* [Referring expression pointing data]:
= = = = =

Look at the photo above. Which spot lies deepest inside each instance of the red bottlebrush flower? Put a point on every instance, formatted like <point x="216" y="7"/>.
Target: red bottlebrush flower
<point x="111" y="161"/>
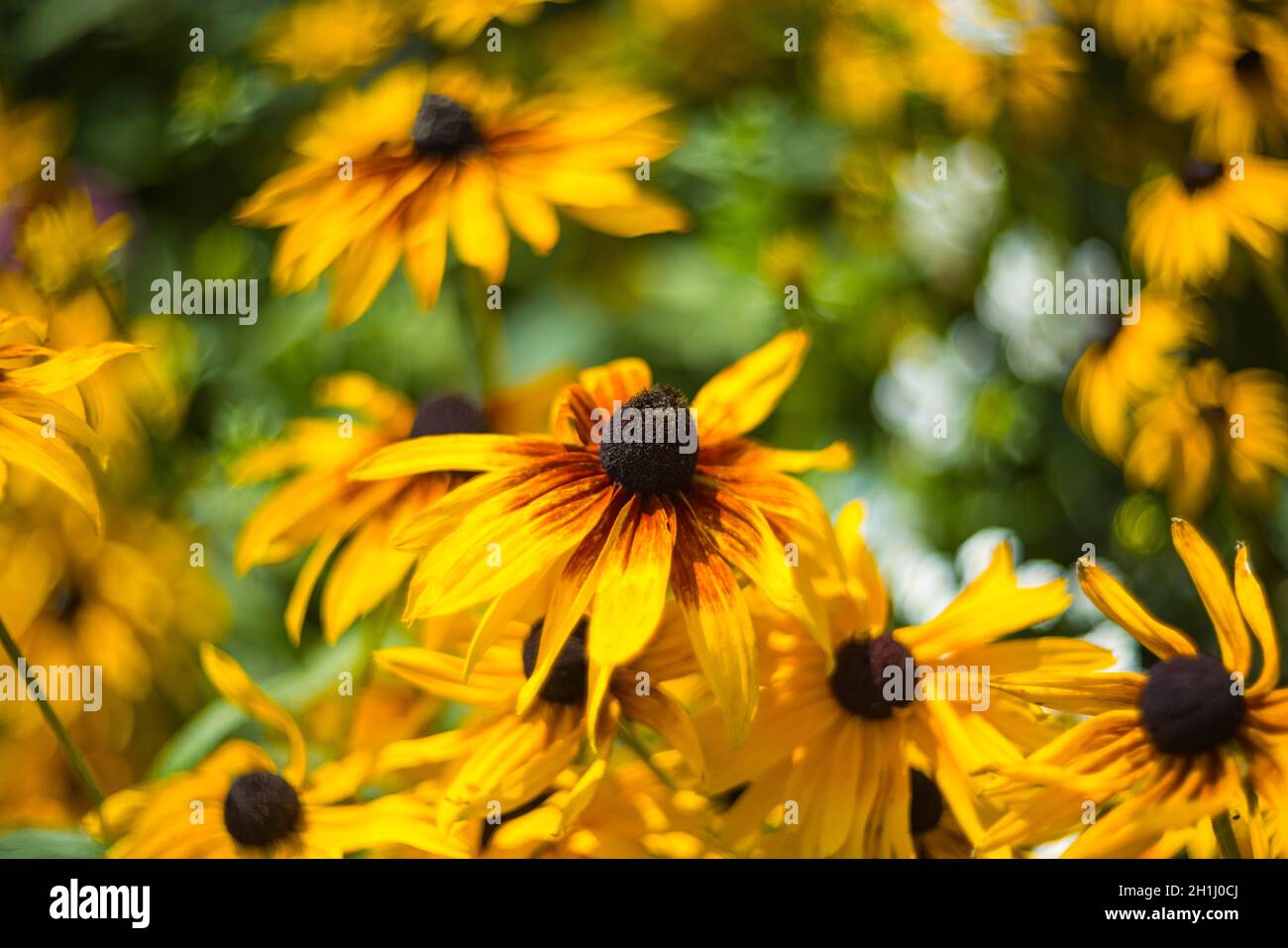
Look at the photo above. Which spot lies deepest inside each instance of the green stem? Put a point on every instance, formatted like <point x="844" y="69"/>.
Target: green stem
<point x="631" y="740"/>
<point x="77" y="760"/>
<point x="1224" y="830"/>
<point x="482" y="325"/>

= = = = =

Return every record exactly, leaving out the pictures.

* [Exercise solution]:
Look at the photo above. Which spot lies deepest inside each instance of the red bottlebrush flower? Put a point on every instance, formatted like <point x="216" y="7"/>.
Target: red bottlebrush flower
<point x="111" y="161"/>
Look at the photo above. Which spot lies deepest inside each instance of the green stem? Put a point on every instance, formatted like <point x="844" y="69"/>.
Target: green stem
<point x="631" y="740"/>
<point x="77" y="760"/>
<point x="1224" y="830"/>
<point x="482" y="325"/>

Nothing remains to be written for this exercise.